- **Texte du document**:
+ + + + +
Bien que la juridiction internationale stipule l'obligation d'aider les équipages en détresse et de leur garantir un débarquement rapide et sûr, le renforcement des politiques sécuritaires de l'UE et la suspension des missions de sauvetage des États membres ont transformé la Méditerranée en un immense cimetière marin. Le bilan de cette dramatique catastrophe humanitaire est effrayant : depuis 2015, plus de 20 000 personnes seraient mortes ou disparues, et, selon l'Organisation internationale pour les migrations, on compte en 2022 déjà 650 victimes.
Depuis le début du mois de mai, des milliers de personnes ont tenté de débarquer en Europe en naviguant depuis la Libye et la Tunisie. Beaucoup y sont parvenus, d'autres ont été aidés par les garde-côtes et la Guardia di Finanza. Des centaines de personnes ont été secourues par les navires humanitaires des ONG et des associations de bénévoles, aujourd’hui de plus en plus en difficulté.
« En dix ans, le scénario a radicalement changé, bouleversant la perspective des sauvetages en mer, explique Fausto Melluso d'Arci Sicilia (1). Après le dramatique naufrage en 2013 au large de Lampedusa, où 366 personnes ont perdu la vie, le ministre italien de l'Intérieur de l'époque, Angelino Alfano, a autorisé la mission humanitaire Mare Nostrum (2), qui a été interrompue l'année suivante en raison de son coût trop élevé, alors qu'elle ne coûtait qu'un tiers de celle en l'Afghanistan. Les Etats se sont retirés en disant aux ONG : “maintenant, occupez-vous en !” Mais dans un renversement de la loi, ces mêmes navires qui se coordonnaient avec les garde-côtes sont désormais considérés comme des "criminels".»
Ce changement de décor, soudain et inattendu, entrave considérablement le travail des flottes civiles et les nombreuses initiatives qui ont vu le jour “par le bas” dans de nombreuses localités côtières pour endiguer l’actuel carnage.
À Zarzis, une petite ville du sud de la Tunisie, les pêcheurs et les marins participent désormais quotidiennement aux opérations de sauvetage. « De plus en plus souvent, nous secourons des bateaux dans des situations désastreuses, mais nous n'avons pas les instruments pour surmonter de tels traumatismes et il n'existe malheureusement pas de programmes de soutien psychologique, explique Majid Amor, de l'association “Le pêcheur Zarzis”. Certains collègues ont sauvé des personnes encore vivantes, mais très souvent, nos filets se prennent dans des corps sans vie, certains en état de décomposition avancée. Beaucoup, pour ne pas se retrouver à nouveau dans des situations similaires, arrêtent de naviguer. »
+ + + + +
- **Objectifs**:
1/ Dans le texte sur les sauvetages en Méditerranée, combien de personnes sont mortes dans le naufrage de 2013 au large de Lampedusa ?
2/ Reprenez, s'il vous plaît, le texte sur les sauvetages en Méditerranée juste après sa dernière phrase.

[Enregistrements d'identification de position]
+ + + + +
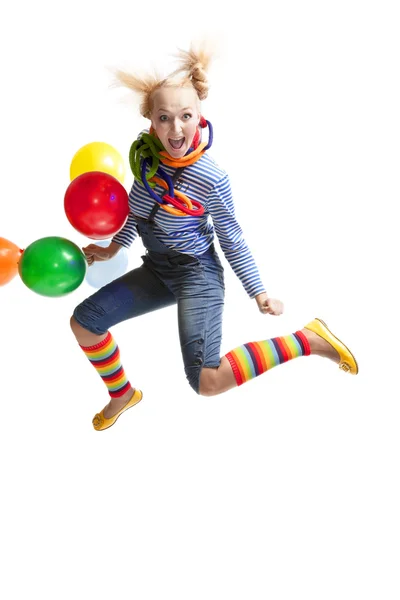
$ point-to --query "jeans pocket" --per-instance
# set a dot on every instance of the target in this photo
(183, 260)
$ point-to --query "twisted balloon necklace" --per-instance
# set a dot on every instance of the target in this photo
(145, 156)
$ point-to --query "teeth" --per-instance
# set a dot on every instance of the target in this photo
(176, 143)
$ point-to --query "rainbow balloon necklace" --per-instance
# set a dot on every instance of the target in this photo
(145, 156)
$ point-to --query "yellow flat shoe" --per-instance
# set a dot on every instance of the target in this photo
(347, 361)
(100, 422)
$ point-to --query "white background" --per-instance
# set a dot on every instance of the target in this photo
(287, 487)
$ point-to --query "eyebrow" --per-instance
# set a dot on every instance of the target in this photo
+ + + + +
- **Résultats de l'exercice**:
1/ 366 personnes.

2/
Pour Amor et ses collègues, le plus grand risque aujourd'hui est d'être accusé d'avoir aidé et encouragé l'immigration illégale. « La réglementation a beaucoup changé ces dernières années : nous devons désormais rester à moins de 25 miles de la côte pour ne pas être pris pour des trafiquants », conclut-il.
Ces calomnies infondées et diffamatoires constituent également le principal obstacle pour les associations et les ONG, explique la psychothérapeute et psychologue Stefania Pagliazzo de l'association Mediterranea Saving Humans. L'équipage de leur petit navire marchand “Mare Ionio” est actuellement mis en examen pour le transbordement de 47 personnes qui sont restées 40 jours à la merci des vagues sur le navire Mask en 2021 : « Nos médecins ont déclaré que leur état de santé était très dégradé : certains avaient fait des tentatives de suicide et parmi eux se trouvait une femme enceinte, se souvient-il. Pour les avoir transbordés, nos bénévoles risquent plusieurs années de prison. Travailler dans ces conditions est un cauchemar et l'aspect le plus traumatisant est d'être passé de sauveteurs et héros à criminels et passeurs hors-la-loi en quelques années seulement. »
M. Pagliazzo travaille depuis des années à l'accueil et à la détection précoce des victimes de torture à Pozzallo et à la prison de Ragusa. « Tout le monde a besoin de soins personnalisés, en particulier les femmes, qui portent une fragilité supplémentaire sur le plan corporel et culturel. Leurs voyages sont beaucoup plus dangereux que ceux des hommes, surtout si elles ne sont pas accompagnées. Beaucoup, pour se sentir protégées, cherchent un compagnon pendant la traversée, mais elles ne parviennent pas toujours à en trouver un et subissent le plus souvent des viols et des violences physiques et psychologiques. Certaines tombent enceintes : celles qui surmontent le traumatisme décident parfois de garder le bébé, mais nous essayons d'identifier immédiatement les cas de grossesse pour leur permettre un éventuel avortement dans les délais impartis. »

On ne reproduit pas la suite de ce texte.